Referring expression data
______________________________
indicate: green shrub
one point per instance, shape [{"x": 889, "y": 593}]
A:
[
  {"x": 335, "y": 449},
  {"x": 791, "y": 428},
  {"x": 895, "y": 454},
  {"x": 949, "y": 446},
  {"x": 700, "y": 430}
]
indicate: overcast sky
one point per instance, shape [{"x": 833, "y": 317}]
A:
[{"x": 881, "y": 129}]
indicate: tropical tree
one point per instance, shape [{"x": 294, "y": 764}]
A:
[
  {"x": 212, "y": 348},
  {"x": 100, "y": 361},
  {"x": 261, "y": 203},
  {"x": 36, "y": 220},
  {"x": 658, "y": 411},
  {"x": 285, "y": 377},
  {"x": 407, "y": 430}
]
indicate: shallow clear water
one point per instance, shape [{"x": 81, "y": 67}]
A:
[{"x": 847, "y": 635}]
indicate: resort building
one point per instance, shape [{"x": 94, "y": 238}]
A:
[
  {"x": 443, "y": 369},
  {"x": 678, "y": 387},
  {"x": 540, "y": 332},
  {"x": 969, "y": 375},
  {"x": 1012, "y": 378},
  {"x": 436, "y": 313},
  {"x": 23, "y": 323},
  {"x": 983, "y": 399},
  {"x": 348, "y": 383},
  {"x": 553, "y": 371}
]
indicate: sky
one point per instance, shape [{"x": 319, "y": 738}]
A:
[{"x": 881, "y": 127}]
______________________________
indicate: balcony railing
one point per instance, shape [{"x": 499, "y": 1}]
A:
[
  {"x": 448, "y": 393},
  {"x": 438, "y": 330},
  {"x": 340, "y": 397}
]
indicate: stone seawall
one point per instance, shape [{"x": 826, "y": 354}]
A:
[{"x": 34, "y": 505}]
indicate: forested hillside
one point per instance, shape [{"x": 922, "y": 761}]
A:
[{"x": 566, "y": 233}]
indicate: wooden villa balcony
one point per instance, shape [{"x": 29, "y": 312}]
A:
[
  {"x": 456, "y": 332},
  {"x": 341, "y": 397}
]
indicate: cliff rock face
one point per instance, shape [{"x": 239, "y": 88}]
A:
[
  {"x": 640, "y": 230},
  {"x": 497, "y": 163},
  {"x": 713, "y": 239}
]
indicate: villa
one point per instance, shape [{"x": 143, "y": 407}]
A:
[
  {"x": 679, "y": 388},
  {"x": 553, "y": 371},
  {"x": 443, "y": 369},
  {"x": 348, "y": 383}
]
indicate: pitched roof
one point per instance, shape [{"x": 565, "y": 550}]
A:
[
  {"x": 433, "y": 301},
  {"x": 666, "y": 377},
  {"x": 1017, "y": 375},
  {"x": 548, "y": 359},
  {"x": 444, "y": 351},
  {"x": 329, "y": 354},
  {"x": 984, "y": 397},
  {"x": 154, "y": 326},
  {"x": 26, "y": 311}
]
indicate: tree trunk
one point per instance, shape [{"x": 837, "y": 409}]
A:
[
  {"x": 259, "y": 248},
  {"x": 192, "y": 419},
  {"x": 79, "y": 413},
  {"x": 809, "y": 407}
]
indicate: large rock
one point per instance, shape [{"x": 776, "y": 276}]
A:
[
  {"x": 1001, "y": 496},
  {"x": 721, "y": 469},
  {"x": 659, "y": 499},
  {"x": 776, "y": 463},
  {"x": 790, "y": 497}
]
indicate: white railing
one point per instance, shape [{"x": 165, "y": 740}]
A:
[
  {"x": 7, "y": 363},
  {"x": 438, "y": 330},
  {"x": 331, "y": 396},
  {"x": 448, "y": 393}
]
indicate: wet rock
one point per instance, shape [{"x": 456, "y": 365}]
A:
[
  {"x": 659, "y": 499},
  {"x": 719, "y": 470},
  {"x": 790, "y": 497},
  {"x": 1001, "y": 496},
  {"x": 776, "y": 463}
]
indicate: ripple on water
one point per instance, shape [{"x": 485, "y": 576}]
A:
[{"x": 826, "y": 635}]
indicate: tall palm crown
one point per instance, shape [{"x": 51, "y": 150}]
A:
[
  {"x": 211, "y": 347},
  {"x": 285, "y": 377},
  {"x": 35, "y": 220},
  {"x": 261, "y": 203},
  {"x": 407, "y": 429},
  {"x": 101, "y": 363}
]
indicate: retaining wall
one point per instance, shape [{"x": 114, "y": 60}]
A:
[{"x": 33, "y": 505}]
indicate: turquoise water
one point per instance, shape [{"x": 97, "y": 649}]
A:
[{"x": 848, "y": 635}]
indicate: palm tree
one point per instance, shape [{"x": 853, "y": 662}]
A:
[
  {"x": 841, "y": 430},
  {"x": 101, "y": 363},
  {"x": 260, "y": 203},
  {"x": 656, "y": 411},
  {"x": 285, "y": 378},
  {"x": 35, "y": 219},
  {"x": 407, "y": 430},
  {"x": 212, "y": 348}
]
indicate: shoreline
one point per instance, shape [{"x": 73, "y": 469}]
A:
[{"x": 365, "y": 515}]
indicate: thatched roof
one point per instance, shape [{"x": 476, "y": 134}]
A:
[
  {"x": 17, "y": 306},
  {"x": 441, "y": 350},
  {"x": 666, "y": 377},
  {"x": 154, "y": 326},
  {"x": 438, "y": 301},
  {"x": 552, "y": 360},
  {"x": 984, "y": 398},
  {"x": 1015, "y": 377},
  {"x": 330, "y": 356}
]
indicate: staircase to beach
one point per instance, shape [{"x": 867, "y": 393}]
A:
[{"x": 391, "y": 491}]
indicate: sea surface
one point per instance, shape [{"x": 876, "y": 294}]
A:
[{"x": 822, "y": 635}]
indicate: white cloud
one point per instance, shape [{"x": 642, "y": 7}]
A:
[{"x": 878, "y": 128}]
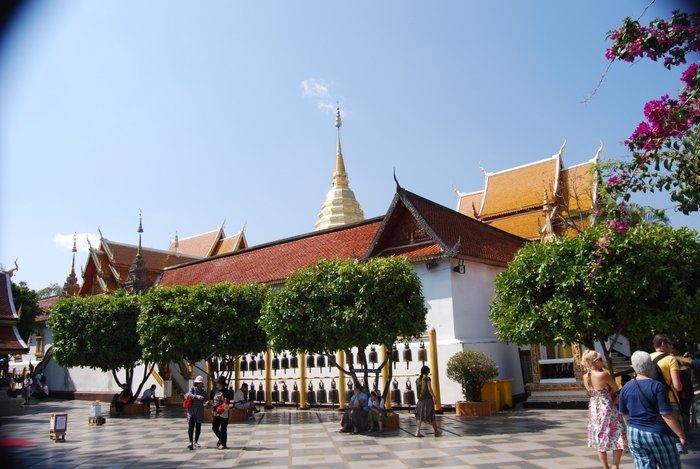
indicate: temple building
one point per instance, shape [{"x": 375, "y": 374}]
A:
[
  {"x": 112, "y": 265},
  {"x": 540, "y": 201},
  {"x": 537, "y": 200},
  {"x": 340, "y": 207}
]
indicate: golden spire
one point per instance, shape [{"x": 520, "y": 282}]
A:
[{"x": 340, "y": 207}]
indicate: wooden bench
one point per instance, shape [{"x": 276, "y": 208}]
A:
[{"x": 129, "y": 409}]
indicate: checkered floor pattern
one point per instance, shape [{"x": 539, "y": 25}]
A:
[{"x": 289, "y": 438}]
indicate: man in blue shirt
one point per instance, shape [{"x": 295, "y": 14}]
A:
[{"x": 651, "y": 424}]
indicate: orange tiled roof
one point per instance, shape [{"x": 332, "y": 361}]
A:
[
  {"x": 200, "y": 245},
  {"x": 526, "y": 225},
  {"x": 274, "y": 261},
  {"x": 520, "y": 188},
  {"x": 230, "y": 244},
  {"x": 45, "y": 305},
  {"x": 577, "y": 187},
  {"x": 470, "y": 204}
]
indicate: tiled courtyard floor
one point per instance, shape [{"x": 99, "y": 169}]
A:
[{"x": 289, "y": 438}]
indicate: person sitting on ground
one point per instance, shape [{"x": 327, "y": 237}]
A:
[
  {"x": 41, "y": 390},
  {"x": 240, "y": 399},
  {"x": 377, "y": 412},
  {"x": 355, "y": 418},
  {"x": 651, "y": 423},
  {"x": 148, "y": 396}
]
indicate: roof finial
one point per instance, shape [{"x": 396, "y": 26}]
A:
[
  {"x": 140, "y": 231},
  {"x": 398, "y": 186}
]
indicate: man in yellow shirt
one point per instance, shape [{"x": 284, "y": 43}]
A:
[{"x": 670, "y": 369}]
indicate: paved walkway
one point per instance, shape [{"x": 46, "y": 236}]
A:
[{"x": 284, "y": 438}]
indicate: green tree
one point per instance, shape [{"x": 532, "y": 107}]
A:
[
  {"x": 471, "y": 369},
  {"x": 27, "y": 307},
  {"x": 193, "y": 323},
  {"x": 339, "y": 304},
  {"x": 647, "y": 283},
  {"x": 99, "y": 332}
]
______________________________
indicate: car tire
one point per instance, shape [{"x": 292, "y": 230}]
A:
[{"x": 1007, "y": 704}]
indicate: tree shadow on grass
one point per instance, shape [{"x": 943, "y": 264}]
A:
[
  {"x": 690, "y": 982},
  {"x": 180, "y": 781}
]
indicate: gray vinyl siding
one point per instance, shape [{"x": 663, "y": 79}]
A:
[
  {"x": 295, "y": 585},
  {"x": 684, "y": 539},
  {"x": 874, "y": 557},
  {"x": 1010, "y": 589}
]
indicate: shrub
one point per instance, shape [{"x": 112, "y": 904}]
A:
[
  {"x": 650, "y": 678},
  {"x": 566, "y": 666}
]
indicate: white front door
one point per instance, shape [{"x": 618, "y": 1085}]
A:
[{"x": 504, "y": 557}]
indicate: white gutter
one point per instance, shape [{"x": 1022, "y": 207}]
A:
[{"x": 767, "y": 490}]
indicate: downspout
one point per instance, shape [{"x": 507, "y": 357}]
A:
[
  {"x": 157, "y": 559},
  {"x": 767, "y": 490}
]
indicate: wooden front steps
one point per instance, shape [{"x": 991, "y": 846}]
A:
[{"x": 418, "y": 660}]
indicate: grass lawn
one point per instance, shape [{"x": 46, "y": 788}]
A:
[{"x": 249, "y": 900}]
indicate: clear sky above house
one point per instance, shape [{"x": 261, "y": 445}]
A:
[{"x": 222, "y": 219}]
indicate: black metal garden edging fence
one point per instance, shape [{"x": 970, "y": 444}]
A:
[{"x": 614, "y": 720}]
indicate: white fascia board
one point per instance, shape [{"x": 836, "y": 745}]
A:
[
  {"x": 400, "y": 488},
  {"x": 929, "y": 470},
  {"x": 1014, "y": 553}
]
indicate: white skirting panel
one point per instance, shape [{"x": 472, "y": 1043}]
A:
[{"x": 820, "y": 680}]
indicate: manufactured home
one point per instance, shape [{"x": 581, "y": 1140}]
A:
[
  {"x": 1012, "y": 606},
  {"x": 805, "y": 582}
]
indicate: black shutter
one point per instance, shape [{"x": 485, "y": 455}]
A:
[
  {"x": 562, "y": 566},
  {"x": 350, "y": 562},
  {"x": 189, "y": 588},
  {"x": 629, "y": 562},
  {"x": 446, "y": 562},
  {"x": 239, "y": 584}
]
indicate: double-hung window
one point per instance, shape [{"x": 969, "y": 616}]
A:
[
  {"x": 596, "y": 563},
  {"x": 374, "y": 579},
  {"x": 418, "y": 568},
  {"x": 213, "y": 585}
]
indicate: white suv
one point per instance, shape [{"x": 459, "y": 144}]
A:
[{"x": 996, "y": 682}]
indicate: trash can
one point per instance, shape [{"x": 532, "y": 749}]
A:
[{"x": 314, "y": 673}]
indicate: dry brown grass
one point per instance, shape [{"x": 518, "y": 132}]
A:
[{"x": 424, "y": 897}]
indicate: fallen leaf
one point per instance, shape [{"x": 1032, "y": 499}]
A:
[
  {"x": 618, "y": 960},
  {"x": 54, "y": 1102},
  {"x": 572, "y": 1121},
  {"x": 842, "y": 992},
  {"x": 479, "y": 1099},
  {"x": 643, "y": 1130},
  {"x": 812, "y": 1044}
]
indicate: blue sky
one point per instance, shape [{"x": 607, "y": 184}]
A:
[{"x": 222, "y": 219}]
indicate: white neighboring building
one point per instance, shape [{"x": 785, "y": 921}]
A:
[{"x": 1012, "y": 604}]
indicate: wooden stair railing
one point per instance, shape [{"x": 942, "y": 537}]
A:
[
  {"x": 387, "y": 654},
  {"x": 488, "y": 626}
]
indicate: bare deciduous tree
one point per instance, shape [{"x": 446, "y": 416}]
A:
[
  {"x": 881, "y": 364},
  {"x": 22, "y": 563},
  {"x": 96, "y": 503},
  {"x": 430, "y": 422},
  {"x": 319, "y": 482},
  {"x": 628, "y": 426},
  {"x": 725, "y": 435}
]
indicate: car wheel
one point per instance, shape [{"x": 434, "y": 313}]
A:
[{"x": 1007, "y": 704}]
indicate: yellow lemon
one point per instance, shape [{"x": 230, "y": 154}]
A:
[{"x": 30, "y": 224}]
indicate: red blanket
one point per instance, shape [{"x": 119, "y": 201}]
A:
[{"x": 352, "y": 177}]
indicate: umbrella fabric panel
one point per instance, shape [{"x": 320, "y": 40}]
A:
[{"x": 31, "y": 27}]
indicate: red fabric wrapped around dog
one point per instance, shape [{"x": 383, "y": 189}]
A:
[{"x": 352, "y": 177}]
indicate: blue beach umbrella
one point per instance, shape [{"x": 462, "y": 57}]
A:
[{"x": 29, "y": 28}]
______________________________
• **ASSIGNMENT**: Look back at the data above. Transcribe exactly the lines starting at the line that contains "indicate: golden spire" and ending at the line that contains "indicate: checkered floor pattern".

• **PROBLEM SOLUTION**:
indicate: golden spire
one point per instance, shape [{"x": 520, "y": 282}]
A:
[{"x": 340, "y": 207}]
indicate: wooden bench
one point per instance, shape [{"x": 276, "y": 208}]
A:
[{"x": 129, "y": 409}]
indicate: checkered floor pattern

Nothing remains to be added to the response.